Republicans insist that creating jobs is all about “tax cuts,” while Democrats insist it is all about other people paying their “fair share” of income taxes.

Both parties buy into the fairy tale that the purpose of national economic activity is to “compete” in some fabled “global economy.” Both parties tell us we need to manipulate the tax code to move our workers into the “jobs of the future.”

Whatever those are. As if they know.

What’s worse, no amount of revenue—not even the current record-setting influx of $3.27 trillion in cash into the federal coffers this past tax season—comes close to satiating both parties’ reelection-driven lust for new and ever-higher levels of spending.

They can’t even balance a budget, these self-styled mavens of “job creation.”

Politicians: Masters of the Economy?
“It’s the economy, stupid,” was the relentless refrain of Bill Clinton’s “moderate” Democrats in the 1990s, and conventional wisdom holds that his focus on this mantra accounts for his surviving impeachment.

But the economically illiterate platforms of both parties today are double-blind proofs that the only art the parties have mastered is the art of messaging for the purpose of getting elected.

Consider the current uninspiring state of our public finances: some 20 years after the D.C. punditocracy discovered in their focus groups that the “economy” was the most important thing to most people, we are $20 trillion in federal debt with greater than $100 trillion in unfunded liabilities weighing on an economy that is struggling to eek out a paltry 3 percent annual growth rate.

We used to be wealthy, the world’s largest creditor. Now we are the biggest debtor in the history of civilization. Even faster than we became a superpower, we are becoming fiscally undone.

This is the legacy of the idea that we elect politicians to run the economy. How do we fix this?

Current Misunderstandings
In his 1952 talk, “Capital Supply and American Prosperity” the great Austrian economist Ludwig von Mises pinpointed what made the United States economically exceptional:

The average standard of living is in this country higher than in any other country of the world, not because American statesmen and politicians are superior to the foreign statesmen and politicians, but because the per-head quota of capital invested is in America higher than in any other countries.

He went on to explain:

Capital is more plentiful in America than in other countries because up to now the institutions and laws of the United States put fewer obstacles in the way of big-scale capital accumulation than did those foreign countries.

Finally, Mises concluded:

No party platform is to be considered as satisfactory that does not contain the following point: as the prosperity of the nation and the height of wage rates depend on a continual increase in the capital invested in its plants, mines, and farms, it is one of the foremost tasks of good government to remove all obstacles that hinder the accumulation and investment of new capital.

Donald J. Trump is the first president in my adult lifetime to grasp this truth.

Modern presidents of both parties have been strangely beholden to an ideological commitment to “free trade” (a.k.a. “fair trade”). This, combined with serial abuses of our tax code for election purposes, has assured the U.S. capital supply would eventually decline, as the law of equilibrium inexorably draws capital investment away from high-wage, high-tax nations (like ours) and redirects it to low-wage countries, even countries run by autocrats and dictators.

The only thing left to produce the illusion of prosperity when your capital supply evaporates is exactly what we’ve been living high on ever since: fiat money and federal debt.

▶ Given data
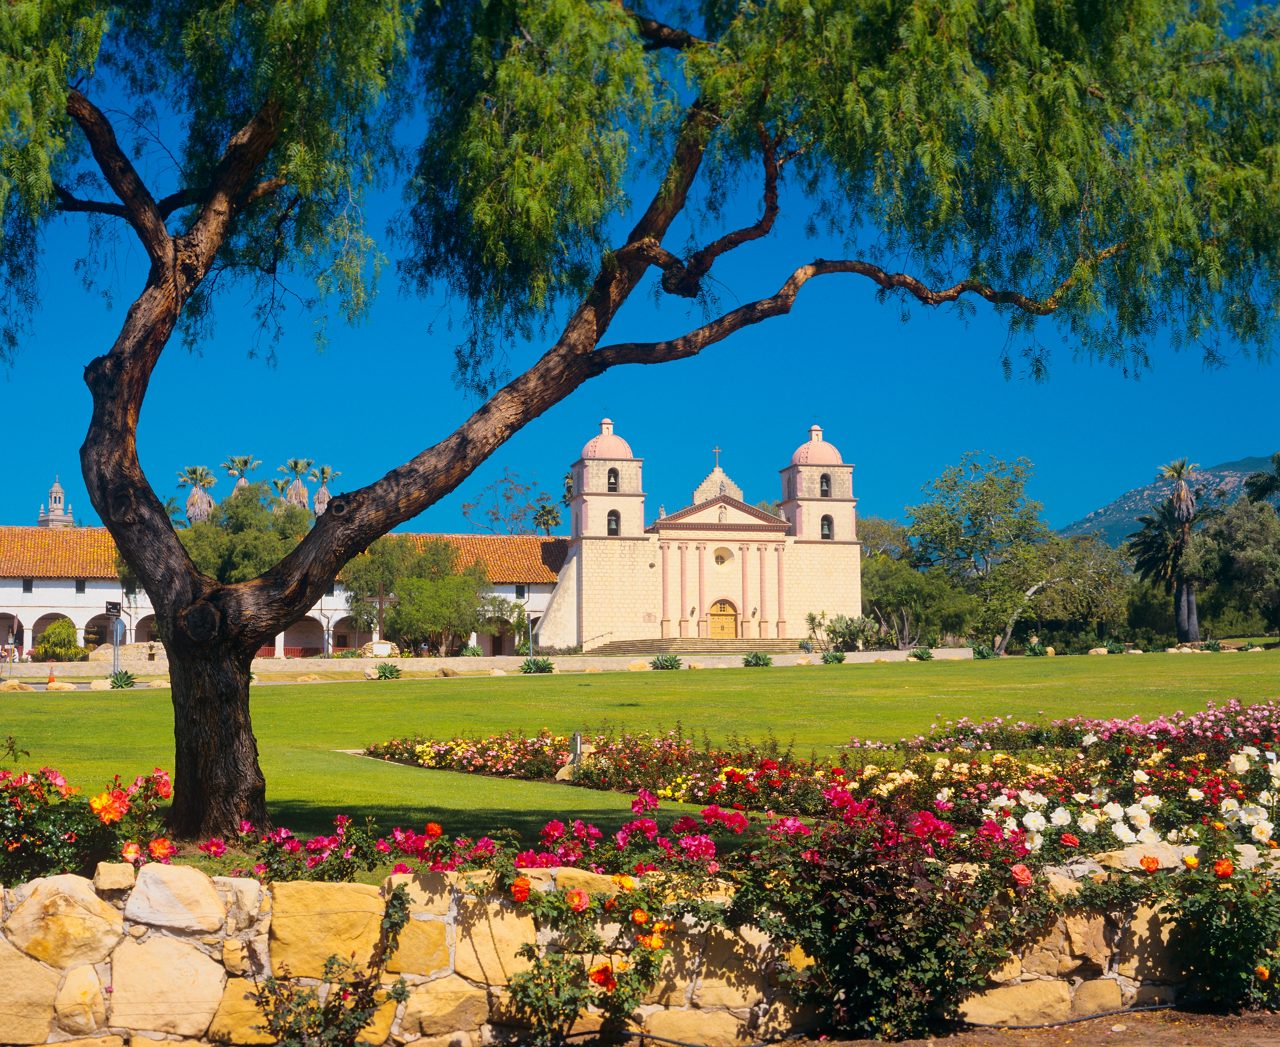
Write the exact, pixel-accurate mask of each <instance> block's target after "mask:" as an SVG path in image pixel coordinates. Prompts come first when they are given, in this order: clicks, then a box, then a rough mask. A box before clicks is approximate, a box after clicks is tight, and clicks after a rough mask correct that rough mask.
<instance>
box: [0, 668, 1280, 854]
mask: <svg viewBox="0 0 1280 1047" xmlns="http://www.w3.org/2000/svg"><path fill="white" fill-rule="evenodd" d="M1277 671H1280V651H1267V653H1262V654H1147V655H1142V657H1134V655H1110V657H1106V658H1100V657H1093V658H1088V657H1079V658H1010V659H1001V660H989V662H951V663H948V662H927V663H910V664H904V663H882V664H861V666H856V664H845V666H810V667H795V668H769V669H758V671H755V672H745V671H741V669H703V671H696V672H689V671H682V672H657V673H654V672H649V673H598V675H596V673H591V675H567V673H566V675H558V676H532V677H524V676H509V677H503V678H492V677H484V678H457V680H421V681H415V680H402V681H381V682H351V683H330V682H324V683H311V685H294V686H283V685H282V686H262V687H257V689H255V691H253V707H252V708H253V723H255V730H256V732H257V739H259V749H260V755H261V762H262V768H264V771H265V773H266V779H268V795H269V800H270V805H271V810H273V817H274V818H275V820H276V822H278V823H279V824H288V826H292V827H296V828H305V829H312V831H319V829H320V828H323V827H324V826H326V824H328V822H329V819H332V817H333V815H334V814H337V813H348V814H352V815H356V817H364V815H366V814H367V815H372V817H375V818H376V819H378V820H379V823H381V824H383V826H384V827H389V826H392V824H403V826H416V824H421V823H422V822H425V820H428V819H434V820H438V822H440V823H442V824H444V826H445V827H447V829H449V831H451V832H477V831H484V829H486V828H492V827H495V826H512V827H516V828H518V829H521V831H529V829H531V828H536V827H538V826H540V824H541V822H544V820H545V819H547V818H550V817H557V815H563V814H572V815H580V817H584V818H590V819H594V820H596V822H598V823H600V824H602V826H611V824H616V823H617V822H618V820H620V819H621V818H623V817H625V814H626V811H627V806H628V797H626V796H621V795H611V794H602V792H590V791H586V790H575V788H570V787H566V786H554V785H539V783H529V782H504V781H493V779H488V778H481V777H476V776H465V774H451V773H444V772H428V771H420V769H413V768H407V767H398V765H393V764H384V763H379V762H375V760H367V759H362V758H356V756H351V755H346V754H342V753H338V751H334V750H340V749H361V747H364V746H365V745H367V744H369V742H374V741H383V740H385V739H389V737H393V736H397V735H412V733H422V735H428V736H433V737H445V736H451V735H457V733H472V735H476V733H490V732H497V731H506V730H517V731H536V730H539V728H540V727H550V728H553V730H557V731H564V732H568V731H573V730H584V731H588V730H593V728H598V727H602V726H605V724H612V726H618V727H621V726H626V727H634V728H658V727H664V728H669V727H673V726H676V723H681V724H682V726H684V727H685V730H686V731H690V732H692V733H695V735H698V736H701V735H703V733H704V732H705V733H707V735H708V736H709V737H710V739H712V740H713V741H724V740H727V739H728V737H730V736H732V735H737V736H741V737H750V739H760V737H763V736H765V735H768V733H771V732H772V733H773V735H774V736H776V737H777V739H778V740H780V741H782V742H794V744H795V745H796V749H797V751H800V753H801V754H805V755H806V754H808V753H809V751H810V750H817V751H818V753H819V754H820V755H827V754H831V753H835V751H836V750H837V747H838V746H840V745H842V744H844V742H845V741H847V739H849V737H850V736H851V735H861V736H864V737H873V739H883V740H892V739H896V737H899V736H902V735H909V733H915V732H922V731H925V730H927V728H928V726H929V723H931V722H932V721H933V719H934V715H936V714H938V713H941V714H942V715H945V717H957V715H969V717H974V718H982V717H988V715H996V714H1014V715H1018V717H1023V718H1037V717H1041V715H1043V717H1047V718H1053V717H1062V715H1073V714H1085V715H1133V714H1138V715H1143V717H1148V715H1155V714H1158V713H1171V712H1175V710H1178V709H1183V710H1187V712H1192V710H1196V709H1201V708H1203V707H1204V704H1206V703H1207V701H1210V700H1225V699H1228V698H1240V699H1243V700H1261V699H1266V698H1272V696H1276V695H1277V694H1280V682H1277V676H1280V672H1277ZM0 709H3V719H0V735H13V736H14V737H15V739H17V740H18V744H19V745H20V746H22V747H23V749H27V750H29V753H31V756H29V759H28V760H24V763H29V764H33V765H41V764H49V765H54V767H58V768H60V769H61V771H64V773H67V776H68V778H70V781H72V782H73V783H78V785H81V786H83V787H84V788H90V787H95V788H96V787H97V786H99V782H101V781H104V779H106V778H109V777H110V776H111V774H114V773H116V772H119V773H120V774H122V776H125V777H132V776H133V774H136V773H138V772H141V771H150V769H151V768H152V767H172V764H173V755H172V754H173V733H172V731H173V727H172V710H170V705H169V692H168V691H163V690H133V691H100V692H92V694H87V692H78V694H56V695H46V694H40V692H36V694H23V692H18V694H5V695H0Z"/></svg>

▶ Assigned task
From the essay on politicians and the economy, list every dollar amount it mentions.

▶ The answer
- $3.27 trillion
- $20 trillion
- $100 trillion